> [Entries from a point annotation set]
──────────────────────────────

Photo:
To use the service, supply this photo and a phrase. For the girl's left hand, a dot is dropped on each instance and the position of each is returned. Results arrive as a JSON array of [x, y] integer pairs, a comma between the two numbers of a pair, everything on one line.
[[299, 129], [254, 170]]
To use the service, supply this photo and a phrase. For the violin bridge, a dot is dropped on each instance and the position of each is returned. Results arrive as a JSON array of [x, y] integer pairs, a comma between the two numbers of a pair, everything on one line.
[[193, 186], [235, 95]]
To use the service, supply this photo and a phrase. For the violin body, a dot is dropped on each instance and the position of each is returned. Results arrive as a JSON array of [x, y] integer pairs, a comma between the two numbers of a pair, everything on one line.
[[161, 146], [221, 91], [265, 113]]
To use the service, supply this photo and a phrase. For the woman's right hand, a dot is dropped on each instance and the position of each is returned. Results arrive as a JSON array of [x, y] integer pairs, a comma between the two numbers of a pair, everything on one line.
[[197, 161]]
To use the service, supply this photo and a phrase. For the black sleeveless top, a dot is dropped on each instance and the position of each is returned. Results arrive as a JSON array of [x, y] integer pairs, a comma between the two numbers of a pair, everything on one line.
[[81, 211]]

──────────────────────────────

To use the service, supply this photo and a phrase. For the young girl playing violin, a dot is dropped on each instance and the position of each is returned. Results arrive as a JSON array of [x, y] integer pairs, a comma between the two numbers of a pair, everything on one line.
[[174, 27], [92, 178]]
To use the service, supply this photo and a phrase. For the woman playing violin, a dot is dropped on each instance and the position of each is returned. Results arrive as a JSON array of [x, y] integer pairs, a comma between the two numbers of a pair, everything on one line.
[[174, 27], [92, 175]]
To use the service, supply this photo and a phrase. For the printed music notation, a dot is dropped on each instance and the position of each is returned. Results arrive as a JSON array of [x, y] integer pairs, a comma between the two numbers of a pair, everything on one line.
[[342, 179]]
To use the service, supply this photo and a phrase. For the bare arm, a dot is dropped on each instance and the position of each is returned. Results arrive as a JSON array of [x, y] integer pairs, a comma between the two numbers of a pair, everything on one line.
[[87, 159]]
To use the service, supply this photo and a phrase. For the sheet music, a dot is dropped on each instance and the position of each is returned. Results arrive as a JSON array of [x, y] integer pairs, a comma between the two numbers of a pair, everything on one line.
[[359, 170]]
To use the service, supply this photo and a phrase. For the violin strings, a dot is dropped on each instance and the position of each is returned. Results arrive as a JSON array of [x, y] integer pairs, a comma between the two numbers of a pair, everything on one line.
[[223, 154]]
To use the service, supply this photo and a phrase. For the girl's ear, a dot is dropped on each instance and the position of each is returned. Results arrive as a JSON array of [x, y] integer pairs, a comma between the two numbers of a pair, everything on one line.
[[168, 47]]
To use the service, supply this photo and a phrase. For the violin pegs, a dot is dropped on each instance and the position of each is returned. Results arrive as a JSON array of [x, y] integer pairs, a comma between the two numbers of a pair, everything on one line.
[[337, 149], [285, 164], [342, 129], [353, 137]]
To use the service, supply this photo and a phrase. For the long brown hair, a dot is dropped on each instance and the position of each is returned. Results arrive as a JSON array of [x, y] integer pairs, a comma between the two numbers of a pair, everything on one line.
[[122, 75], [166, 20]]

──────────────────────────────

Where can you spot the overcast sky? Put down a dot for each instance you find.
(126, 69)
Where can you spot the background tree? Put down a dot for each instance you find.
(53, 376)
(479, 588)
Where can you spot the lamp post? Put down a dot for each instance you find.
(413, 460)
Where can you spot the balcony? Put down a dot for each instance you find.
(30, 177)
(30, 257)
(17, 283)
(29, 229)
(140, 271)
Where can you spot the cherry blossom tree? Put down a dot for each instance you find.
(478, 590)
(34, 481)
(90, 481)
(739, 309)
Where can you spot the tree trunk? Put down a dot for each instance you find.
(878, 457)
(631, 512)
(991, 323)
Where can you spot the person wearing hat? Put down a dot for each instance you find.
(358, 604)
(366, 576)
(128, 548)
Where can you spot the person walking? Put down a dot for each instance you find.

──────────────────────────────

> [What to do] Copy out word for word the lines from the one with "Where can you spot the balcony?" to the one with "Where can you spot the person walking?", including both of those lines.

> [Exercise solution]
Where can you spot the balcony? Put down a dot for each instance you find.
(30, 177)
(30, 257)
(17, 283)
(29, 229)
(140, 271)
Where can you spot the cherry blossom tree? Put down a dot for each instance you find.
(478, 590)
(34, 481)
(90, 481)
(739, 309)
Where can you spot the tree trunk? Put down a dot for each instance you find.
(878, 457)
(631, 512)
(991, 323)
Where can you spot the person wearing hat? Put down a dot for each instance you find.
(358, 604)
(366, 576)
(128, 548)
Where can you spot the person walking? Put down a dot for each instance you find.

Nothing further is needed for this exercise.